— Qué se pide —
Busca en el texto sobre Ciro y la moda la frase «a partir de una mediación cosmética:» y anota, una por una, todas las formas de esa mediación que aparecen a continuación.

— Fragmento proporcionado —
━━━━━━━━━━━━━━━━
Acá entra en juego la moda. Ciro sabe que es un político mediado. Tal vez el primero de la historia: miles de hombres, reinos enteros, nunca verán su rostro. Decenas de pueblos solo observarán imágenes suyas, oirán relatos sobre su figura, narraciones sobre su persona. Ahí, en esa mediación, es donde lo cosmético puede desarrollar su juego. Dice Jenofonte: "Ciro consideraba necesario que los gobernantes se distinguieran de los gobernados efectivamente no solo por su superioridad, sino que también creía que debía persuadirlos mediante golpes de efecto".

La ropa y el maquillaje son esos golpes de efecto, esas maquinaciones, esos engaños, que Ciro encuentra necesarios. La Ciropedia lo detalla con precisión: el monarca solicita ropa especialmente diseñada para disimular cualquier defecto físico y resaltar las virtudes de su cuerpo. Un ejército de sastres y modistas al servicio de la patria. Bajo los largos pantalones lleva calzado con doble suela y taco para parecer más alto y así ser visible en los discursos y espectáculos. Se maquilla de forma de parecer más bello de lo que efectivamente es. Hace de la moda una herramienta política para comunicar a las masas la razón de su gobierno, que no es otra que su propia excelencia.

Ciro hace lo contrario a lo que se recomienda en el Económico: aquí la cosmética es una mentira útil de cara a un público excepcionalmente amplio que precisa de figuras ejemplares. No estamos frente a una comunidad íntima y cerrada, sino frente a un imperio que se plantea en el borde de la imaginación humana: "Rey de los Cuatro Rincones del Mundo", el título oficial de Ciro, no se aleja mucho del "Dios-Emperador de la Humanidad" de Warhammer 40k. De la misma manera que lo único que salva del caos del Inmaterium es el carisma –siempre divino, siempre performático– del Emperador, la única forma de hacer política frente a la ausencia es volverse una presencia a partir de una mediación cosmética: la imagen espectacular que será contada, la belleza pronta a ser relatada y testimoniada, la ruptura llamativa, los zapatos de Jessica Kessel de CFK o las cuatro camperas de Milei. 

Javier Milei, el Presidente de las Cuatro Camperas
Javier Milei, el Presidente de las Cuatro Camperas

Un test

¿Qué hacemos hoy? ¿El mundo de las redes sociales es un mundo sin mediaciones o, al contrario, uno donde hemos mediado las mediaciones mismas? En la respuesta a esta pregunta se encuentra la semilla para pensar los vínculos entre moda, cosmética y política. ¿Cuánta distancia hay entre gobernantes y gobernados? ¿Cómo se construye un vínculo afectivo político? ¿Hemos demolido las barreras que antes separaban la vida íntima de la pública o, al contrario, solo hemos multiplicado las barreras de entrada a círculos cada vez más pequeños que redoblan las puertas de acceso a lo privado?
━━━━━━━━━━━━━━━━
— Información proporcionada —
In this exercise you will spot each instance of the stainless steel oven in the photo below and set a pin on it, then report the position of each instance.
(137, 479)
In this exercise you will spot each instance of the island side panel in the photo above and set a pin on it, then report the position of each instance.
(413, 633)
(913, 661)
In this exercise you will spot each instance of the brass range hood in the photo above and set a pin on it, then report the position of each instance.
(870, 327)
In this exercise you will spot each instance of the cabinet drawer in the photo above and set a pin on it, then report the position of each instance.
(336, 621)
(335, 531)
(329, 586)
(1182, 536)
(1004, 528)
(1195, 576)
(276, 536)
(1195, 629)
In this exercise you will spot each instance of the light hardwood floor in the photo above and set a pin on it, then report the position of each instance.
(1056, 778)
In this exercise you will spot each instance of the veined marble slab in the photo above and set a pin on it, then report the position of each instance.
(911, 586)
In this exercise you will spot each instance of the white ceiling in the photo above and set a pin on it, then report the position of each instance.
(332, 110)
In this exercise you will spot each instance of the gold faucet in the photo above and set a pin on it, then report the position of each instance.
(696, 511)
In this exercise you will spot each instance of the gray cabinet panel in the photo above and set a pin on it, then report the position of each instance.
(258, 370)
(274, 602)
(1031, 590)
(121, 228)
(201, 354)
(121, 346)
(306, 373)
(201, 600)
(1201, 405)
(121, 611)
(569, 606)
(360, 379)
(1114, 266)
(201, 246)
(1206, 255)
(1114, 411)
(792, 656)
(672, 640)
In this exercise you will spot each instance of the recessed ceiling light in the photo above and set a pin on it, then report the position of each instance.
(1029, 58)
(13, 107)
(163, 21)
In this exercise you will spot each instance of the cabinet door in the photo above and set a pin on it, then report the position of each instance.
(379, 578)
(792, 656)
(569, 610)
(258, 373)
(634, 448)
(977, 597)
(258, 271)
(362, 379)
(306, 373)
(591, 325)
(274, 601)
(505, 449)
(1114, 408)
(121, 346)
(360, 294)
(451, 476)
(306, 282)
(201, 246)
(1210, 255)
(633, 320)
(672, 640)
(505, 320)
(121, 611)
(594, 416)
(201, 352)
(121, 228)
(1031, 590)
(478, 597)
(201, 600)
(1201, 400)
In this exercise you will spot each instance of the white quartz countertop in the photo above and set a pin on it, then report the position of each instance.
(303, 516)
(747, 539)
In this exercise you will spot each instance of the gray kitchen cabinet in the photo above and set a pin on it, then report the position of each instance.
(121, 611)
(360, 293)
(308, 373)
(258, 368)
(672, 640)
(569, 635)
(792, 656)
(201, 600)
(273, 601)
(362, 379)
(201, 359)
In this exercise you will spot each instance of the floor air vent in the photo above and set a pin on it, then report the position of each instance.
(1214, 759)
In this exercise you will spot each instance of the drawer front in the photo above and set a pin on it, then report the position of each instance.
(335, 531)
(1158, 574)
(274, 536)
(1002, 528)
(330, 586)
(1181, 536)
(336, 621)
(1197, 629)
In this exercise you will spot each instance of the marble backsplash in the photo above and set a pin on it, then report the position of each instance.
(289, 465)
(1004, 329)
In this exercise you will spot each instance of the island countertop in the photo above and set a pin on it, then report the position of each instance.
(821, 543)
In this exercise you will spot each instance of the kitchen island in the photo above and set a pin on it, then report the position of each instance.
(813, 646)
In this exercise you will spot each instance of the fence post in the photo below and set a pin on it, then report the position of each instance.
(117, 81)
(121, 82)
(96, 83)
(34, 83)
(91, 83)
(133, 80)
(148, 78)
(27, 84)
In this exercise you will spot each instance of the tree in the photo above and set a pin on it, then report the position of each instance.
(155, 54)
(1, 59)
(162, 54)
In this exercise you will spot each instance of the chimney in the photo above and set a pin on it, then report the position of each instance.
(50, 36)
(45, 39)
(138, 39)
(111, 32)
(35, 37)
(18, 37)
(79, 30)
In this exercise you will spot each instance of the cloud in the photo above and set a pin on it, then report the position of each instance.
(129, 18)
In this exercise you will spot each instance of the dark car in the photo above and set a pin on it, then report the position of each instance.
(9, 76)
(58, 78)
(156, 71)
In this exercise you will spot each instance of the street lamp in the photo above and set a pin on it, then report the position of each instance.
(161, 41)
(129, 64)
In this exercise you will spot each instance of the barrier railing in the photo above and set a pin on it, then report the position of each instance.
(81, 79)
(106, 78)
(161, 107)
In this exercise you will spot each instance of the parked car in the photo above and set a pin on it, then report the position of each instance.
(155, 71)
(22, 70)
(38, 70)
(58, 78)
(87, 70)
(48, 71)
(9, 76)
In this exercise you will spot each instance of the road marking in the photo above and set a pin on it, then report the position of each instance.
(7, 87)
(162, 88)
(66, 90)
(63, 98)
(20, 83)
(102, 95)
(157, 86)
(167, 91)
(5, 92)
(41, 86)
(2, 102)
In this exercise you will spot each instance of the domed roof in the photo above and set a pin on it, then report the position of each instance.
━━━━━━━━━━━━━━━━
— Solución —
- la imagen espectacular que será contada
- la belleza pronta a ser relatada y testimoniada
- la ruptura llamativa
- los zapatos de Jessica Kessel de CFK
- las cuatro camperas de Milei